_Instructions for the task_: Drop every picture and copy exactly the lines from the one with "Target: weed clump" through the last line of the listing below.

_Listed records_:
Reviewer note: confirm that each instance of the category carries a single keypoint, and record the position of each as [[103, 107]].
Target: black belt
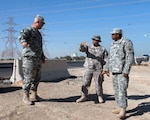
[[116, 73]]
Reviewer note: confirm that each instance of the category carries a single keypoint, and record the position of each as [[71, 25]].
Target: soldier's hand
[[83, 43], [105, 72], [125, 75], [43, 60], [24, 44]]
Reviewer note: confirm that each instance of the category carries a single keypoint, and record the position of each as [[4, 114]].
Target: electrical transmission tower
[[11, 50]]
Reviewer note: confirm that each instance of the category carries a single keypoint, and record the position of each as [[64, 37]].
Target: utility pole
[[11, 50]]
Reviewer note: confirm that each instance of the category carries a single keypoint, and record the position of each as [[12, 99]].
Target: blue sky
[[69, 22]]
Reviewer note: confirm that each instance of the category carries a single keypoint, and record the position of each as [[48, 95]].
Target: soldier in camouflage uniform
[[32, 58], [95, 59], [120, 59]]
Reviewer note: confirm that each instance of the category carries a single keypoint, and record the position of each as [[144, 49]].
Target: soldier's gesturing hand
[[24, 44], [83, 43]]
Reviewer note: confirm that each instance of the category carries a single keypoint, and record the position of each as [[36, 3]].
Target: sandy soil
[[59, 99]]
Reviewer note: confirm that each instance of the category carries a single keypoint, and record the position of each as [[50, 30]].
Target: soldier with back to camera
[[32, 58], [120, 59]]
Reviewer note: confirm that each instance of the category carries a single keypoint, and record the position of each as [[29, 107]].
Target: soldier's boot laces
[[100, 99], [116, 111], [26, 99], [122, 113], [34, 97], [83, 98]]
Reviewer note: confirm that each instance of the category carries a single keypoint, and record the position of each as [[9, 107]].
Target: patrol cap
[[116, 31], [97, 37], [39, 18]]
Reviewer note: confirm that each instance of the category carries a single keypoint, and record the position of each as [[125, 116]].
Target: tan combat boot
[[116, 111], [33, 96], [83, 98], [122, 113], [100, 99], [26, 98]]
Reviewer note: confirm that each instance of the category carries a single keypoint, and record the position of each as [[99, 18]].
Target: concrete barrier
[[51, 70]]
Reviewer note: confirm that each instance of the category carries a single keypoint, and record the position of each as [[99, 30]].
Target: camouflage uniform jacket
[[95, 56], [121, 56], [34, 40]]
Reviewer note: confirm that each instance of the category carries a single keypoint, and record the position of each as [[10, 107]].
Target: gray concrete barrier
[[51, 70]]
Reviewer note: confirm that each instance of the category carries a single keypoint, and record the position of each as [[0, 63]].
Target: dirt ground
[[58, 99]]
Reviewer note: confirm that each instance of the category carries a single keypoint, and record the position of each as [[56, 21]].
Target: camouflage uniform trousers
[[32, 73], [87, 78], [120, 85]]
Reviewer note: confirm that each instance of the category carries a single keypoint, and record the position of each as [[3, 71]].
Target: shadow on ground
[[139, 110], [90, 97]]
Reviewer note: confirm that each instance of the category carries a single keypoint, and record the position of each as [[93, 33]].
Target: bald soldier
[[93, 66], [32, 58]]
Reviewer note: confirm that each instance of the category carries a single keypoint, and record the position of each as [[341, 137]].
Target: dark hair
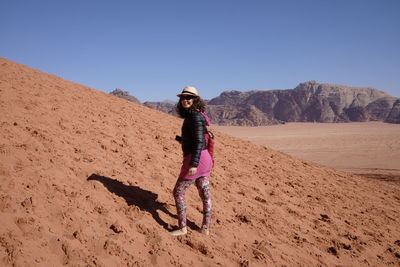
[[198, 105]]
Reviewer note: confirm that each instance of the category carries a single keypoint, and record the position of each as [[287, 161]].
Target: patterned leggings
[[203, 185]]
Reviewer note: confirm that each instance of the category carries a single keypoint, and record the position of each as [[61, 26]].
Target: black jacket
[[193, 141]]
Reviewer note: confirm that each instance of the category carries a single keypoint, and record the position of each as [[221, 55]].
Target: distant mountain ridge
[[308, 102]]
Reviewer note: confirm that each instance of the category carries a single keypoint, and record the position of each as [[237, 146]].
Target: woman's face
[[186, 101]]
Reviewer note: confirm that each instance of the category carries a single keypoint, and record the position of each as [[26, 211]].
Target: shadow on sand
[[145, 200]]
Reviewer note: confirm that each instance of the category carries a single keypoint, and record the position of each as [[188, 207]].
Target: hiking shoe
[[182, 231]]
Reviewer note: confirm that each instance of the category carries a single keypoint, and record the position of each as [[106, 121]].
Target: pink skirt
[[204, 168]]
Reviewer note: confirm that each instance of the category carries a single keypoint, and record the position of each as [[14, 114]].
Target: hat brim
[[179, 95]]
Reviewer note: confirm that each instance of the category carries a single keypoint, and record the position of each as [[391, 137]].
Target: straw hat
[[189, 90]]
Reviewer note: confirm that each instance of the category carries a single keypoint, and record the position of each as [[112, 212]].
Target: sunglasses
[[187, 97]]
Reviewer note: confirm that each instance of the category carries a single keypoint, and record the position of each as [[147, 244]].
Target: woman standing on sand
[[197, 161]]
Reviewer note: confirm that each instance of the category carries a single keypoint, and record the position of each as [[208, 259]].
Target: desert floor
[[371, 149]]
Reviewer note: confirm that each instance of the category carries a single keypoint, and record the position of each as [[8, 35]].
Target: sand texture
[[360, 147], [86, 180]]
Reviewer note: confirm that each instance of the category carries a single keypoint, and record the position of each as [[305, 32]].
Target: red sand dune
[[86, 180]]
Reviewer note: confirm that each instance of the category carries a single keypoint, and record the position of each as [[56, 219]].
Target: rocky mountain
[[394, 115], [308, 102], [86, 179], [125, 95]]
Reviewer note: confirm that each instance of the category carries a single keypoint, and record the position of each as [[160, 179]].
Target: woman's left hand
[[192, 171]]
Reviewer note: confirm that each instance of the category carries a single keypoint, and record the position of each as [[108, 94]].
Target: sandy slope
[[359, 147], [86, 180]]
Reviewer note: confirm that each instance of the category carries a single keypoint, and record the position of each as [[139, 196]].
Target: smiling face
[[186, 101]]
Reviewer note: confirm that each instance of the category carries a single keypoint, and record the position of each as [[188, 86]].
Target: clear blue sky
[[154, 48]]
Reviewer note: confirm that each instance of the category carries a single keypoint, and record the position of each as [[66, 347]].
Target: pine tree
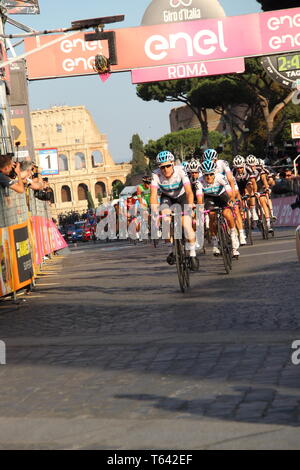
[[139, 162]]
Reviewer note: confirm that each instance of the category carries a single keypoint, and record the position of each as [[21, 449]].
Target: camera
[[296, 204], [13, 173]]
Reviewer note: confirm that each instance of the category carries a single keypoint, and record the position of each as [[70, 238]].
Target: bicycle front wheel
[[225, 246], [182, 266], [248, 226]]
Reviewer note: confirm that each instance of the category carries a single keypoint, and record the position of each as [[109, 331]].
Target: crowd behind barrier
[[27, 235]]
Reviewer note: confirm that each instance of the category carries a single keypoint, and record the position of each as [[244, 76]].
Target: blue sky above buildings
[[114, 105]]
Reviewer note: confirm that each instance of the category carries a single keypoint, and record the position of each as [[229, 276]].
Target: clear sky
[[116, 109]]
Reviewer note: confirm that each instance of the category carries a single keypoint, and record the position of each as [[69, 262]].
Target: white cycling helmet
[[238, 161], [251, 160], [164, 157], [194, 166]]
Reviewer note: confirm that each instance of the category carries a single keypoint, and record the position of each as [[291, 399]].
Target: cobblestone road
[[108, 354]]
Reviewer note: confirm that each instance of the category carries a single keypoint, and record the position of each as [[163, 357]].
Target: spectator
[[10, 174], [30, 177]]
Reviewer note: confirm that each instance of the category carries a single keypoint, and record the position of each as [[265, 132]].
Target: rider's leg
[[239, 220], [252, 202], [234, 238], [265, 207]]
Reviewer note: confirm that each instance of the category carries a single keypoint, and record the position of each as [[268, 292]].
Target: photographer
[[30, 176], [10, 174], [44, 194]]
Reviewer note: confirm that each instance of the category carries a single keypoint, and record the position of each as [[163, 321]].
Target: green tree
[[139, 162], [201, 94], [268, 5], [117, 188], [183, 144], [270, 97]]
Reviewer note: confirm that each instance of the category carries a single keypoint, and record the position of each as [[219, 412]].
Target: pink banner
[[286, 216], [255, 35], [47, 238], [175, 72], [56, 239]]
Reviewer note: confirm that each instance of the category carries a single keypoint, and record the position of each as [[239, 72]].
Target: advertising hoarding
[[242, 36], [48, 161], [22, 7], [175, 72]]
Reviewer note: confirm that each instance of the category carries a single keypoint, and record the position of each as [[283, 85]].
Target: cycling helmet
[[251, 160], [185, 165], [194, 166], [208, 166], [146, 179], [210, 154], [164, 157], [238, 161]]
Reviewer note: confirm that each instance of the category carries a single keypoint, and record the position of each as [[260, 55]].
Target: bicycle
[[182, 258], [224, 239], [262, 221], [246, 215]]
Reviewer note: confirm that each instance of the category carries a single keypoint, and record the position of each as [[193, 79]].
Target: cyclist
[[175, 188], [194, 173], [270, 175], [259, 185], [143, 191], [213, 187], [223, 168], [242, 174]]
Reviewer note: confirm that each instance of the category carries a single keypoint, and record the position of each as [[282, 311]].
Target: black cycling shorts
[[170, 201], [217, 201], [242, 186]]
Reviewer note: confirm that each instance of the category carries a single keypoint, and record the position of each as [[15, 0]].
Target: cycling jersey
[[269, 171], [218, 187], [223, 167], [245, 176], [173, 186], [257, 173]]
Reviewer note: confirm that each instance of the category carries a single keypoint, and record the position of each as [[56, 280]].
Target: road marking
[[269, 253]]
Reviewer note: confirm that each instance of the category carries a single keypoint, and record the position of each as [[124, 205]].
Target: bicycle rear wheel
[[265, 230], [182, 266], [225, 246], [248, 226]]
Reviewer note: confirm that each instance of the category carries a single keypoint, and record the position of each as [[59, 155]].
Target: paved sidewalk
[[108, 354]]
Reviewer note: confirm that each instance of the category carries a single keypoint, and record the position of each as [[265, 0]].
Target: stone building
[[184, 118], [85, 163]]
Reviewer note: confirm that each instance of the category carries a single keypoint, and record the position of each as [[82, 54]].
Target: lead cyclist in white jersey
[[175, 188], [223, 168]]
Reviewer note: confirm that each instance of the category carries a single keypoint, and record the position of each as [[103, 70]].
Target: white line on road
[[269, 253]]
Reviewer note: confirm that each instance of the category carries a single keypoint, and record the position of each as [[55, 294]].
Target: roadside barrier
[[27, 234], [286, 216]]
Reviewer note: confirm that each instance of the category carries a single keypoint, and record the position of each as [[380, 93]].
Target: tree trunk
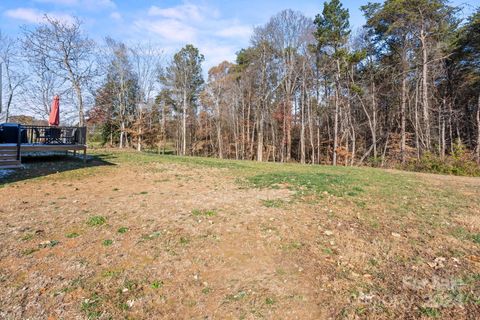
[[260, 138], [478, 130], [426, 110], [403, 116], [184, 123], [337, 108]]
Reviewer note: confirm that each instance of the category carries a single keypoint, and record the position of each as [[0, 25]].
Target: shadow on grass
[[39, 166]]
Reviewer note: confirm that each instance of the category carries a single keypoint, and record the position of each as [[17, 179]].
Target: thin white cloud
[[30, 15], [169, 29], [87, 4], [217, 38], [116, 16], [185, 12]]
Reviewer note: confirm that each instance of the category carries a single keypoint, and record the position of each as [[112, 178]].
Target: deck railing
[[31, 134]]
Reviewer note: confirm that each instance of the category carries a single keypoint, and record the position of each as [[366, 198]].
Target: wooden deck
[[34, 147]]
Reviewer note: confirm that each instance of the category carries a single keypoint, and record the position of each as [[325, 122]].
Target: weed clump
[[96, 221]]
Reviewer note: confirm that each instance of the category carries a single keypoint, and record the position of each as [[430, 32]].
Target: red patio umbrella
[[54, 119]]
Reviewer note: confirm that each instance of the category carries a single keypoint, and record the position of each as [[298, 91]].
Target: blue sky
[[218, 28]]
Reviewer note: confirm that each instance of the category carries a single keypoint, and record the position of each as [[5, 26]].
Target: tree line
[[403, 87]]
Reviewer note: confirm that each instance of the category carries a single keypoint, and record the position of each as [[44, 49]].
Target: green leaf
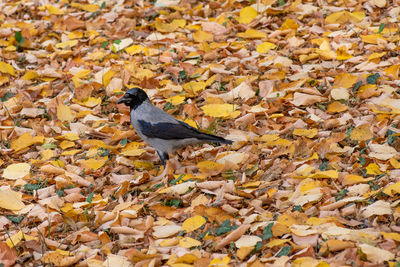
[[324, 165], [104, 44], [356, 86], [267, 233], [175, 181], [124, 142], [284, 251], [176, 202], [15, 219], [182, 74], [18, 37], [297, 208], [49, 146], [258, 246], [7, 96], [225, 227], [90, 197], [371, 79], [381, 27], [391, 136], [341, 194]]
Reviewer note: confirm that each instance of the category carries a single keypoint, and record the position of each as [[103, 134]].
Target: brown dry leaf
[[361, 133], [8, 255], [301, 99]]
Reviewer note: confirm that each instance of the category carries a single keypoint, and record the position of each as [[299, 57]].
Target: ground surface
[[308, 90]]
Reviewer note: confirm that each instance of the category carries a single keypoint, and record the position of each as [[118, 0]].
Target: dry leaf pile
[[308, 90]]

_Response_:
Target: weed clump
[[96, 221]]
Reviewer note: confirm that each instance of the category carries a single keypoint, and record the position of each as [[430, 32]].
Target: red patio umbrella
[[54, 119]]
Reviewer note: confirm that each instance of the category carries a single keypoint, and record the position of each as [[298, 91]].
Target: blue sky
[[218, 28]]
Reviewer note: confirm that each instance of the category carries a single keypoint, and record the position of each as [[5, 26]].
Target: tree line
[[403, 87]]
Reviewer note: confirm that each instance of the category carries a single keypoint, and record the position of each as [[44, 49]].
Target: green leaf
[[324, 165], [104, 44], [356, 86], [267, 233], [175, 181], [124, 142], [284, 251], [176, 202], [15, 219], [182, 74], [18, 37], [297, 208], [49, 146], [258, 246], [7, 96], [225, 227], [90, 197], [371, 79], [381, 27], [391, 136], [341, 194]]
Reviewer note: confirm that each instance of the category carries a single keypoint, and record the position of each as [[103, 134]].
Target: brown dry leaf
[[361, 133], [8, 255], [301, 99]]
Reviewer note: confirm that each instance of the category carries a single keypoint, and record the position of each as [[299, 57]].
Target: ground surface
[[308, 90]]
Reviewer note: confirm that each instance of the category carries a single keypoint, and record the position of each as [[118, 0]].
Target: dry leaf pile
[[308, 90]]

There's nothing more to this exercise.